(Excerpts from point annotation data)
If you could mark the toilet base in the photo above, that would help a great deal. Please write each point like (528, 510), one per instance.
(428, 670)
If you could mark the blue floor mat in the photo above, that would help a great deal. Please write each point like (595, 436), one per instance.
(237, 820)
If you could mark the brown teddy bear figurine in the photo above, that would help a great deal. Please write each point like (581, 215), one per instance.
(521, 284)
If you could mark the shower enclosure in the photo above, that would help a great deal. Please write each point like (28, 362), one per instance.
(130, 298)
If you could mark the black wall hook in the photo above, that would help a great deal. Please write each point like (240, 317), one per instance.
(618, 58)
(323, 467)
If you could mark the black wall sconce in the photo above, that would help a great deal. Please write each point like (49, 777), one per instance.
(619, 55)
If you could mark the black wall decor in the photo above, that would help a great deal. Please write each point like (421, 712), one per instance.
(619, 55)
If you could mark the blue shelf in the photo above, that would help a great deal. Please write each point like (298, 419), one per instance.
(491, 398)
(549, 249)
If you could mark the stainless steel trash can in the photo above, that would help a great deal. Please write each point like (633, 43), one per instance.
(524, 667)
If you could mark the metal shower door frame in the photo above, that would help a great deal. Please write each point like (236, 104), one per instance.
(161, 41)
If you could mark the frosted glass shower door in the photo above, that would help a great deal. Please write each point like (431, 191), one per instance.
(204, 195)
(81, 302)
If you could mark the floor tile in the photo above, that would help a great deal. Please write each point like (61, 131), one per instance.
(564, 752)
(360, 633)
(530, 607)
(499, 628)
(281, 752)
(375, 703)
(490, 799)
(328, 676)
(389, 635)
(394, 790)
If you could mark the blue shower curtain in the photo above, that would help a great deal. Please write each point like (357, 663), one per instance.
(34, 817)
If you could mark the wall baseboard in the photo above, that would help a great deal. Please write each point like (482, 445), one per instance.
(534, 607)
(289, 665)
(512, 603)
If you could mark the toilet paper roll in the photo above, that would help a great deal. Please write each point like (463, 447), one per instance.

EXERCISE INSTRUCTIONS:
Format every line of the entries above as a numbered list, omitting any blank lines.

EXPECTED ANSWER:
1. If you could mark the toilet base in the photo above, that would help a great deal. Please write each point like (528, 510), one per instance.
2. (428, 670)
3. If you could mark the blue floor mat in the photo above, that would help a great deal. Please write each point like (595, 436), one per instance.
4. (237, 820)
5. If you could mark the brown teddy bear figurine in the photo above, that would help a great deal. Please write each point like (581, 215), one per instance.
6. (521, 284)
7. If you could mark the shower enclosure in the photo above, that would help a great deal. Please write each point like (28, 362), one per instance.
8. (130, 298)
9. If you could mark the black wall hook in the photo above, that would help a great deal. Please write each point like (240, 317), one per instance.
10. (618, 58)
11. (323, 467)
12. If you could mark the black wall sconce in the photo above, that would help a great deal. Please write each point like (49, 777), one per instance.
13. (619, 55)
14. If you could mark the black wall decor in the photo above, that would help a great deal. Please write each point like (421, 712), one per instance.
15. (619, 55)
16. If you could mark the blue shelf in the photo above, that would help a great deal. Please write each point like (298, 419), one per instance.
17. (491, 398)
18. (549, 249)
19. If you could mark the stainless steel trash can in the photo above, that would help a great deal. Please write each point like (633, 43), one per instance.
20. (524, 667)
21. If you could mark the metal shower door frame in the photo above, that would help a great deal. Please write each point like (236, 104), one per instance.
22. (161, 41)
23. If you could mark the frosted glass shower door in the photo above, that would help a great deal. Please write each point like (431, 191), one per instance.
24. (204, 195)
25. (81, 302)
26. If you could mark the floor tile in the photo above, that would help a great deal. Please write each point like (61, 131), one per instance.
27. (564, 752)
28. (360, 633)
29. (530, 607)
30. (499, 628)
31. (281, 752)
32. (375, 703)
33. (490, 799)
34. (328, 676)
35. (389, 635)
36. (394, 790)
37. If you could mark the blue shower curtain in the photo above, that would help a great deal. Please write each point like (357, 663), one per instance.
38. (34, 817)
39. If you could mark the wall baseboard in the photo above, that would help a great deal. Please write each point like (482, 445), one per instance.
40. (534, 607)
41. (289, 665)
42. (512, 603)
43. If you could mark the toilet paper roll in the photo above, that would help a great deal. Please write each point like (463, 447), one per instance.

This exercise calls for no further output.